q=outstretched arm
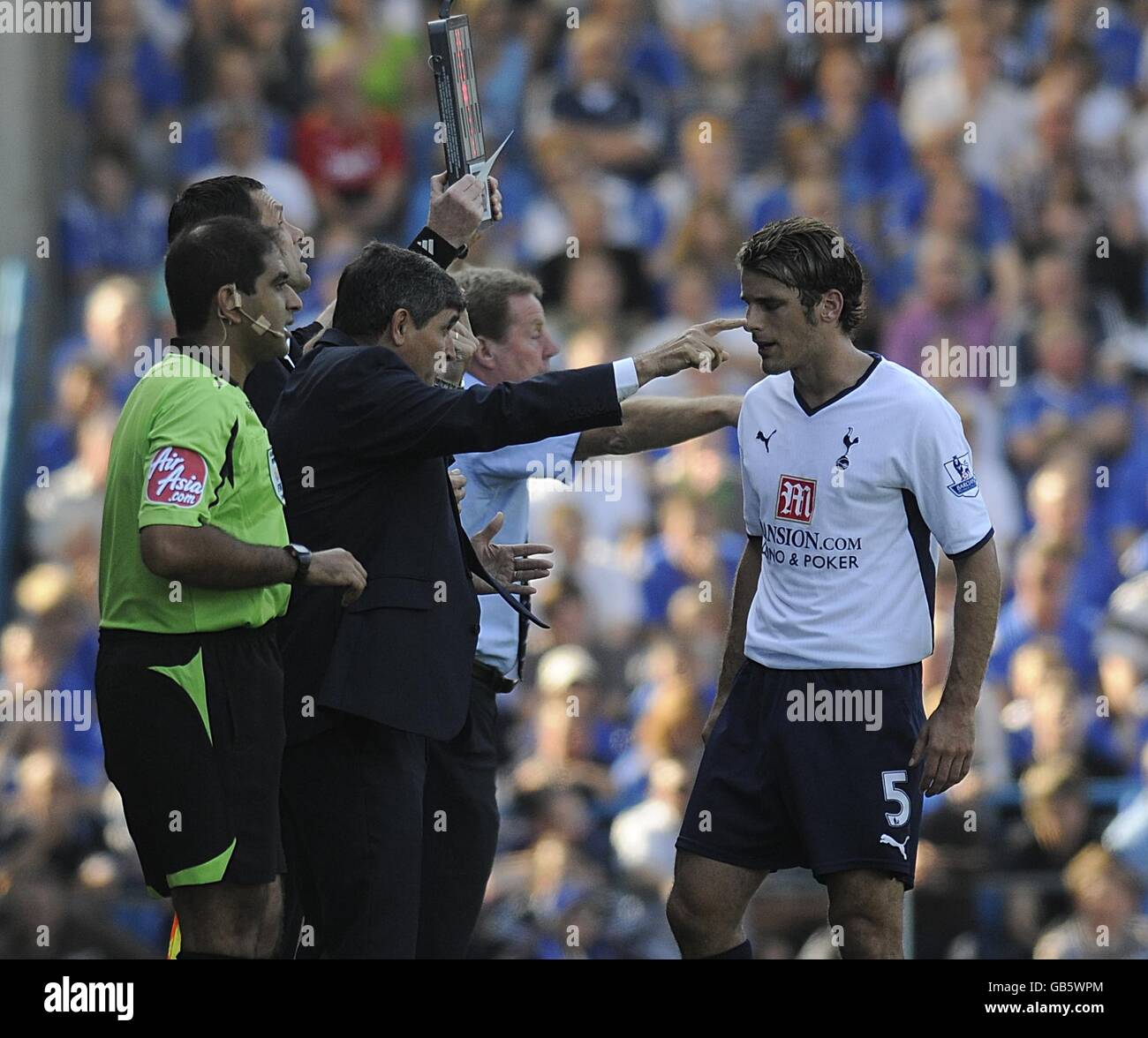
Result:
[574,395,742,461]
...
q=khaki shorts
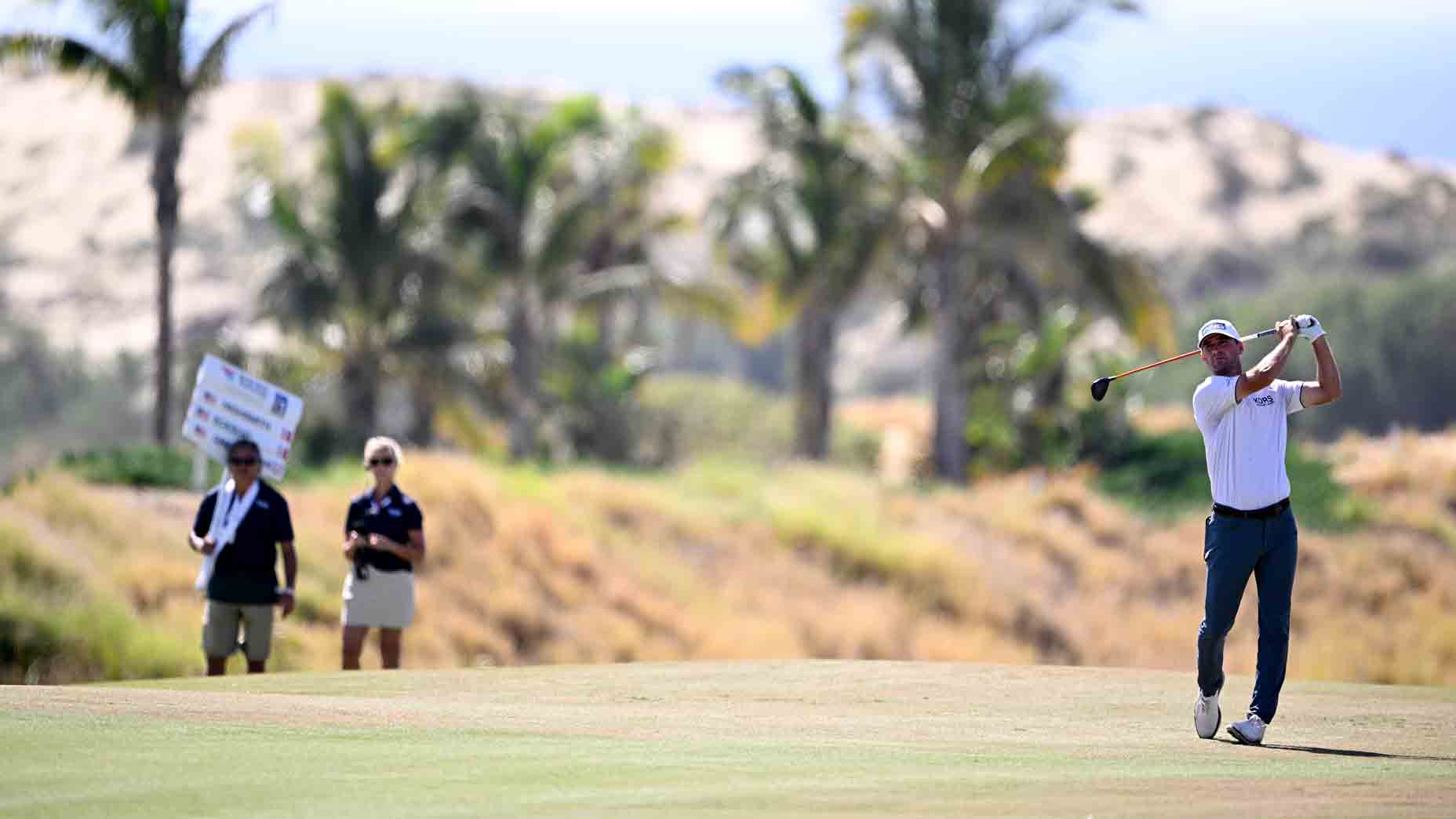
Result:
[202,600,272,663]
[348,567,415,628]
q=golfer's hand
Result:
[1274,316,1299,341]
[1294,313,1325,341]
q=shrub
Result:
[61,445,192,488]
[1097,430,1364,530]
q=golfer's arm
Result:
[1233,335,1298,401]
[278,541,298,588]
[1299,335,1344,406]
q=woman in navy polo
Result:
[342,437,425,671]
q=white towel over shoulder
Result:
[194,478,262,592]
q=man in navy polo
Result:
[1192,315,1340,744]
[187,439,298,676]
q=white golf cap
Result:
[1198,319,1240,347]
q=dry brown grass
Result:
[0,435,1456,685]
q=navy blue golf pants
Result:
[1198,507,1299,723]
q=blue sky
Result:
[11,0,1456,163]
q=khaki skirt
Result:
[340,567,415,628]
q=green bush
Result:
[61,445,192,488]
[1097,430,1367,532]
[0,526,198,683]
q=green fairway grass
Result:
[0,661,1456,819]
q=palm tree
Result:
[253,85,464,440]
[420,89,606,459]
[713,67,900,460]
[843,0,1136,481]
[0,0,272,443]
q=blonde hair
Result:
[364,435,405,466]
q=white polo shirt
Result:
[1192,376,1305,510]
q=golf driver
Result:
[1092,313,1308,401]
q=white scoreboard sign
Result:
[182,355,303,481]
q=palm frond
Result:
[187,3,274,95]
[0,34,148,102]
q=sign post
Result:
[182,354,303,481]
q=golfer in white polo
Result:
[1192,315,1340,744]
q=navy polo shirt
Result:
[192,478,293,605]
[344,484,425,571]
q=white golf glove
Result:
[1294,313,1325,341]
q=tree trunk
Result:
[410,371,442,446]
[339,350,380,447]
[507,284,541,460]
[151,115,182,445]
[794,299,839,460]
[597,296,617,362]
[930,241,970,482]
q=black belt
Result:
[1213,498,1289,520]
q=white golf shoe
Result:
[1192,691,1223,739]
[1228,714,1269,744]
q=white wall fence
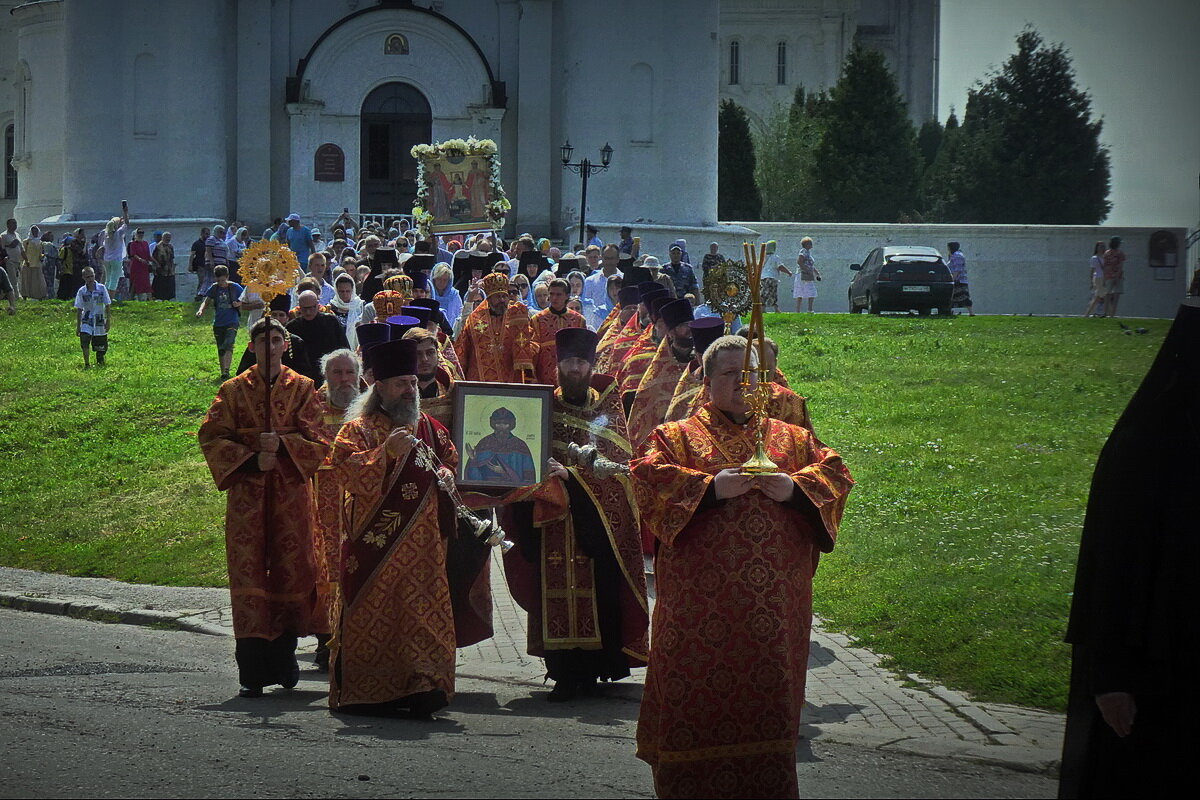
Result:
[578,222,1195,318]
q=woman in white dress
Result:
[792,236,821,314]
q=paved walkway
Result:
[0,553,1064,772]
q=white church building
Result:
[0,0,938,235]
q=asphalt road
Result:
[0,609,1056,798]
==
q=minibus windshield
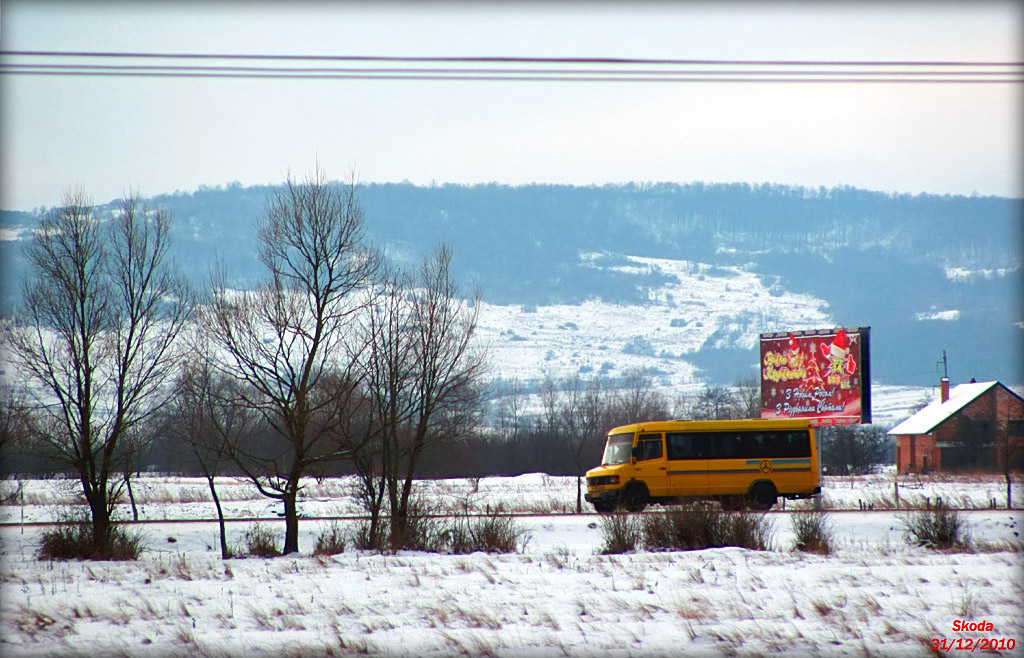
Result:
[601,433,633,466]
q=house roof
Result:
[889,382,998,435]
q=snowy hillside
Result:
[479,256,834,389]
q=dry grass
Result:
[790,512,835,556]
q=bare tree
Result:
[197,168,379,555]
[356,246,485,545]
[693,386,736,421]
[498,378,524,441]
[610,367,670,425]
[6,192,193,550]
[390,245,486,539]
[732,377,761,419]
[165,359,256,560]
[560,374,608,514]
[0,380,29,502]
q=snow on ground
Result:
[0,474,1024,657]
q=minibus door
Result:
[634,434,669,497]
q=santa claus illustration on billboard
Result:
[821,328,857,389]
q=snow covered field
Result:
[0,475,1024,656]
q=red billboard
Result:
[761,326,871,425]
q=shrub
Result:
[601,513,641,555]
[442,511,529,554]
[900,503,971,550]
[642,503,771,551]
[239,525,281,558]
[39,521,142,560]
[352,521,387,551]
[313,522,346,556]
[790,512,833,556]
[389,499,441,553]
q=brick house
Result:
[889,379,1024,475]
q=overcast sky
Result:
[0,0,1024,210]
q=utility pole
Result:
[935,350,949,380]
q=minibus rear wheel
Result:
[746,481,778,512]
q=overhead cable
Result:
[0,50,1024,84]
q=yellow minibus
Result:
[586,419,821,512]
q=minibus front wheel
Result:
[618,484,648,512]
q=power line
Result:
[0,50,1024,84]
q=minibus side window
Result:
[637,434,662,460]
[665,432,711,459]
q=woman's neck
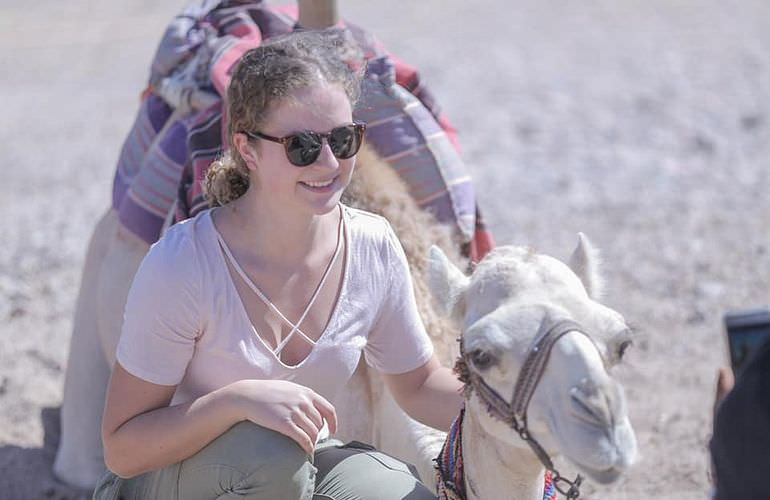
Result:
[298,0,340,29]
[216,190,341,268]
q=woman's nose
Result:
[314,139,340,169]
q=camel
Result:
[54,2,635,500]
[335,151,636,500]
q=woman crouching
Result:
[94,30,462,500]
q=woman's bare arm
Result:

• What you should do
Quote the material above word for word, from the line containing "q=man in navy polo" up to and including the line containing "[340,567,415,628]".

• Written reply
q=man in navy polo
Result:
[1192,315,1340,744]
[187,439,298,676]
q=white golf cap
Result:
[1198,319,1240,347]
q=dry brown grass
Result:
[0,435,1456,685]
q=navy blue golf pants
Result:
[1198,507,1299,723]
q=blue sky
Result:
[11,0,1456,163]
q=khaki skirt
Result:
[340,567,415,628]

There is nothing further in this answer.